• EXERCISE OBJECTIVE
Quote the passage of the text on image support in MCP tool calls from "Location: crates/rmcp-openapi/src/tool/mod.rs:124" up to and including "returns Content::image(base64_data, mime_type)", word for word.

• TEXT TO READ
★ ★ ★ ★ ★
Add support for image response content in MCP tool calls

Background

The Model Context Protocol (MCP) specification supports multiple content types in tool responses, including:

Text content: Content::text(string) - for textual responses
Image content: Content::image(base64_data, mime_type) - for image responses
Audio content: Content::audio(base64_data, mime_type) - for audio responses
Resource content: for embedded resources
Resource links: for linking to external resources

Currently, rmcp-openapi only returns text content (Content::text()) for all API responses, even when the OpenAPI endpoint returns image data. This means image-returning endpoints cannot properly display their visual content to AI assistants.

Current Behavior

When an OpenAPI endpoint returns an image (e.g., GET /images/{id} with Content-Type: image/png):

The HTTP client calls response.text().await which attempts to decode bytes as UTF-8
The tool returns Content::text(response.to_mcp_content()) with malformed text
The AI assistant receives corrupted text instead of a displayable image

Location: crates/rmcp-openapi/src/tool/mod.rs:124

Desired Behavior

When an OpenAPI endpoint returns an image:

The HTTP client detects the image MIME type from the Content-Type header
The response bytes are retrieved and base64-encoded
The tool returns Content::image(base64_data, mime_type)
★ ★ ★ ★ ★
• EXTRACTED RECORDS
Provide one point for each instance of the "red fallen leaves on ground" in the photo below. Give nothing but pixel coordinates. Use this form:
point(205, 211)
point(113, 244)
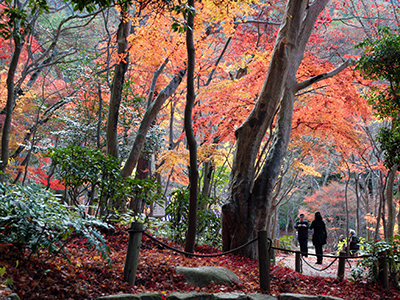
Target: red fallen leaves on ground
point(88, 277)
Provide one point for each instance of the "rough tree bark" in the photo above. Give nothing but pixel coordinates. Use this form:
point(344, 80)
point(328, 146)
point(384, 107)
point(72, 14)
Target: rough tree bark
point(248, 203)
point(147, 120)
point(117, 86)
point(11, 96)
point(192, 145)
point(391, 208)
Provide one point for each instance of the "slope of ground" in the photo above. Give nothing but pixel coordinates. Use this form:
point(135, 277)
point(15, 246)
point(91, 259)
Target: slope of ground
point(86, 276)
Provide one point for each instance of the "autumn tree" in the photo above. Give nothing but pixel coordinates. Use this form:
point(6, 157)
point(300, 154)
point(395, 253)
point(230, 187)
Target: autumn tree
point(249, 203)
point(381, 62)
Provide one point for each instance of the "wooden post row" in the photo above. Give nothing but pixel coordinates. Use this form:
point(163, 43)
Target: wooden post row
point(298, 262)
point(132, 254)
point(383, 269)
point(342, 265)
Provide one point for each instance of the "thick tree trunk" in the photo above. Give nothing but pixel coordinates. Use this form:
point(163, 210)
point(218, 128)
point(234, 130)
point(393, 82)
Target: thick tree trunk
point(147, 120)
point(117, 86)
point(247, 207)
point(391, 208)
point(11, 95)
point(192, 145)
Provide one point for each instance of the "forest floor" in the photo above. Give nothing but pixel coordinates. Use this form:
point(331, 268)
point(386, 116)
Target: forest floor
point(87, 276)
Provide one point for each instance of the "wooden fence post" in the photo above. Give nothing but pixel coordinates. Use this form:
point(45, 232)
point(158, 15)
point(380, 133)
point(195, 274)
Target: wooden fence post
point(341, 265)
point(264, 262)
point(383, 269)
point(298, 262)
point(132, 254)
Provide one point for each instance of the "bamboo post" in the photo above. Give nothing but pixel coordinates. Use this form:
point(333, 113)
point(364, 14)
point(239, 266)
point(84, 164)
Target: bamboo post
point(264, 263)
point(132, 254)
point(383, 269)
point(341, 265)
point(298, 262)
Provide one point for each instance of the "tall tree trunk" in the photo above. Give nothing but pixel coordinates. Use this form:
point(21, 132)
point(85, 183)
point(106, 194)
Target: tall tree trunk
point(11, 96)
point(247, 209)
point(121, 67)
point(192, 145)
point(148, 118)
point(391, 208)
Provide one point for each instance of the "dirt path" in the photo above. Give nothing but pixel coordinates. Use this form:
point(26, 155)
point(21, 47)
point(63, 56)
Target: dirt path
point(312, 269)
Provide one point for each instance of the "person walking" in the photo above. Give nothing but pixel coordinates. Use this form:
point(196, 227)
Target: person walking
point(302, 234)
point(319, 236)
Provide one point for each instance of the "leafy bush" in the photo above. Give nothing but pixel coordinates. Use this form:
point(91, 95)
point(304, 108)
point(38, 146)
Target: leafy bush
point(368, 266)
point(33, 218)
point(286, 242)
point(343, 243)
point(208, 219)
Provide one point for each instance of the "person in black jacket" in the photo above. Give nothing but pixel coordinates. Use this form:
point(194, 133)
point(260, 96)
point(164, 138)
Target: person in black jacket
point(302, 234)
point(319, 236)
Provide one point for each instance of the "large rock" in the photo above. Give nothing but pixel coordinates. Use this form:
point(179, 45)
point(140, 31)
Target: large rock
point(119, 297)
point(203, 276)
point(253, 296)
point(230, 296)
point(190, 296)
point(289, 296)
point(145, 296)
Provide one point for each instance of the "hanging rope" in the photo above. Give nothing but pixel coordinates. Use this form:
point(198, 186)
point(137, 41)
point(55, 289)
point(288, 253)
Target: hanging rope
point(192, 254)
point(316, 269)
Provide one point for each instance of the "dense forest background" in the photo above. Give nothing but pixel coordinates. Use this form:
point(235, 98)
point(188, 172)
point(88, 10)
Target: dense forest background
point(106, 105)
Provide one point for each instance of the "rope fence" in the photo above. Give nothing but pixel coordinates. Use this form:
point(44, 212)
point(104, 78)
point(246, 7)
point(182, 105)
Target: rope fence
point(265, 254)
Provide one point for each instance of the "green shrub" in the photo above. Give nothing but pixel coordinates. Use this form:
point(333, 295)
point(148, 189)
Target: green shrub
point(33, 218)
point(286, 242)
point(368, 266)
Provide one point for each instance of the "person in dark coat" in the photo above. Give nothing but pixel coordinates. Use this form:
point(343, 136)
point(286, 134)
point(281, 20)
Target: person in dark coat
point(302, 234)
point(319, 236)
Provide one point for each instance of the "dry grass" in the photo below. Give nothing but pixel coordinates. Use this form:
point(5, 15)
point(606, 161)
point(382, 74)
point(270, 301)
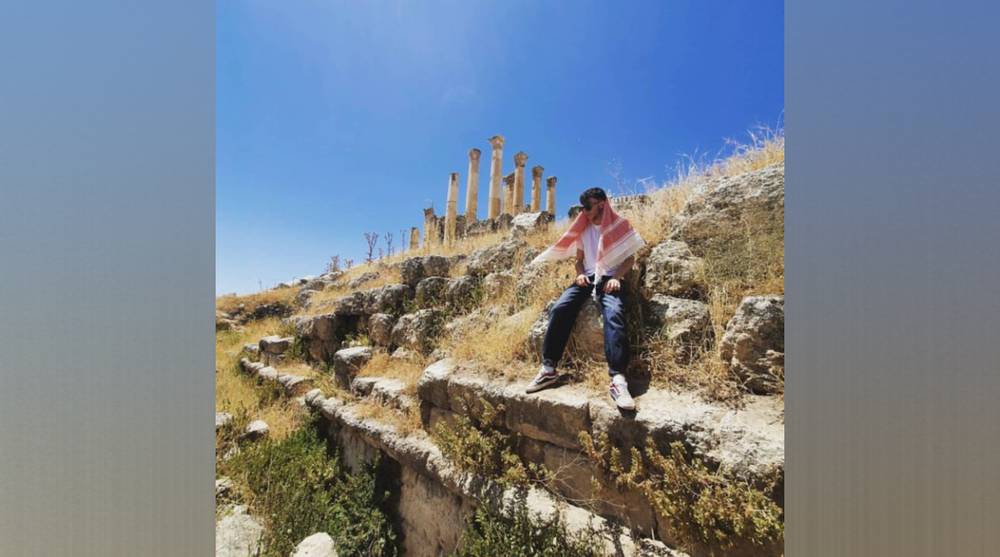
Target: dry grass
point(230, 303)
point(238, 393)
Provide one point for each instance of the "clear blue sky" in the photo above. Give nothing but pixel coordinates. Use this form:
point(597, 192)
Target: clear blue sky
point(337, 118)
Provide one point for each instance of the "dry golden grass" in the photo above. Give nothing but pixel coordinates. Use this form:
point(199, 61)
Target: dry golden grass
point(237, 393)
point(230, 303)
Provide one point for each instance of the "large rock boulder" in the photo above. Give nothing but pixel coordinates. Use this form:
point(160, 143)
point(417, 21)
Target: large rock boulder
point(672, 269)
point(431, 291)
point(585, 342)
point(348, 361)
point(495, 258)
point(380, 329)
point(494, 285)
point(687, 324)
point(237, 534)
point(731, 202)
point(417, 331)
point(753, 346)
point(387, 299)
point(319, 544)
point(361, 279)
point(464, 293)
point(320, 335)
point(415, 269)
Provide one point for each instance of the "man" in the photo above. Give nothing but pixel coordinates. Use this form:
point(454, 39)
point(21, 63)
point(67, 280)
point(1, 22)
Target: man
point(605, 245)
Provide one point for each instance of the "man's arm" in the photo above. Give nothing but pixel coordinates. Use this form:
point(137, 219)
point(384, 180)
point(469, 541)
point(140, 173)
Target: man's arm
point(625, 267)
point(581, 277)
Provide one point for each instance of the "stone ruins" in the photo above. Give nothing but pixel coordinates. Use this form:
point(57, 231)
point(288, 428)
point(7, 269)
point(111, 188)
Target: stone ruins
point(506, 200)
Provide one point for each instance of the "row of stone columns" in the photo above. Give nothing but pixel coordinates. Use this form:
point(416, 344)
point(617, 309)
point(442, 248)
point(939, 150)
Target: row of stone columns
point(507, 199)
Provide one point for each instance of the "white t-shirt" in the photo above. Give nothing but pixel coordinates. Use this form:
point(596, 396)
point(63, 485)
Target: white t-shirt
point(588, 243)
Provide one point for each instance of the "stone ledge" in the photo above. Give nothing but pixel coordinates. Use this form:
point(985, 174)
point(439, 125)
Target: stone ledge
point(419, 453)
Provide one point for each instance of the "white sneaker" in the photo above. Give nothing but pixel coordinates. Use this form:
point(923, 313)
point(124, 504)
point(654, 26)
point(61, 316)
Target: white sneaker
point(619, 392)
point(546, 376)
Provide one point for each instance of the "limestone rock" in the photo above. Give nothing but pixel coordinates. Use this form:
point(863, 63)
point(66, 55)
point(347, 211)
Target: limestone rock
point(348, 361)
point(417, 331)
point(274, 344)
point(525, 223)
point(730, 201)
point(361, 279)
point(319, 544)
point(463, 293)
point(223, 489)
point(687, 324)
point(587, 339)
point(431, 291)
point(256, 429)
point(415, 269)
point(495, 284)
point(222, 419)
point(238, 534)
point(753, 345)
point(380, 328)
point(320, 335)
point(387, 299)
point(672, 269)
point(495, 258)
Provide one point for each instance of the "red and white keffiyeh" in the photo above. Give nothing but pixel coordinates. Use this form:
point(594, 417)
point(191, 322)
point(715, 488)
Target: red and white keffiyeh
point(618, 242)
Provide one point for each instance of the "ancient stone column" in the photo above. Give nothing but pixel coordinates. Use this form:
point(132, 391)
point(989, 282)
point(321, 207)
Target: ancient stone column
point(472, 187)
point(508, 198)
point(430, 228)
point(414, 238)
point(496, 173)
point(519, 159)
point(550, 198)
point(536, 188)
point(451, 209)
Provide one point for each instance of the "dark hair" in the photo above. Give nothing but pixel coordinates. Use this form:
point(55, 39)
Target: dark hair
point(592, 193)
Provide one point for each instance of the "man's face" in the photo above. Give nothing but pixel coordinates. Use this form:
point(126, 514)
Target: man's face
point(594, 209)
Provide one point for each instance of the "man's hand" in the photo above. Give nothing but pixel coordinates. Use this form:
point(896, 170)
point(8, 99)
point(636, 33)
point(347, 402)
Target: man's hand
point(612, 285)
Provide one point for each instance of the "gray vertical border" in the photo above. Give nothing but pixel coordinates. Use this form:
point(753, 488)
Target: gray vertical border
point(107, 122)
point(892, 282)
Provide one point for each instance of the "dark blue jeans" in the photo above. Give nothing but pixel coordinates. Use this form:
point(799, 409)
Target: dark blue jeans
point(563, 315)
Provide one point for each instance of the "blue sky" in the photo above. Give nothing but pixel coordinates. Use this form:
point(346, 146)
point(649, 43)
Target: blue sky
point(337, 118)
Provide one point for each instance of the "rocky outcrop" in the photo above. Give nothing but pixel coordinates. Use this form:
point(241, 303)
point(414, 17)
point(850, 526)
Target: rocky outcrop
point(415, 269)
point(753, 346)
point(380, 329)
point(237, 534)
point(320, 335)
point(319, 544)
point(587, 339)
point(495, 258)
point(432, 291)
point(671, 269)
point(348, 361)
point(730, 202)
point(687, 324)
point(417, 331)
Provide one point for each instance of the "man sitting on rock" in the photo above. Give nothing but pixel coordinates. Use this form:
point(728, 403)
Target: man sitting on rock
point(605, 245)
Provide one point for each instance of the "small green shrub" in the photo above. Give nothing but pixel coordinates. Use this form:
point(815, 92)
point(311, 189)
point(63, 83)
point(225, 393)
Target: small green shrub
point(481, 448)
point(517, 532)
point(298, 489)
point(704, 507)
point(710, 508)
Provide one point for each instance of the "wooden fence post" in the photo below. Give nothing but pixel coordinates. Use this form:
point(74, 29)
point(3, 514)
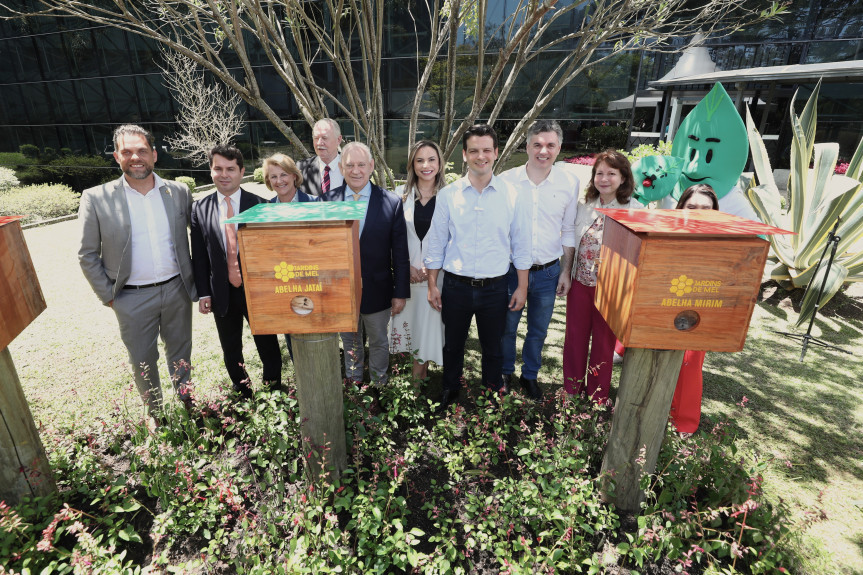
★ ★ ★ ★ ★
• THE ANSWER
Location: crates/rmcp-openapi/src/tool/mod.rs:124

Desired Behavior

When an OpenAPI endpoint returns an image:

The HTTP client detects the image MIME type from the Content-Type header
The response bytes are retrieved and base64-encoded
The tool returns Content::image(base64_data, mime_type)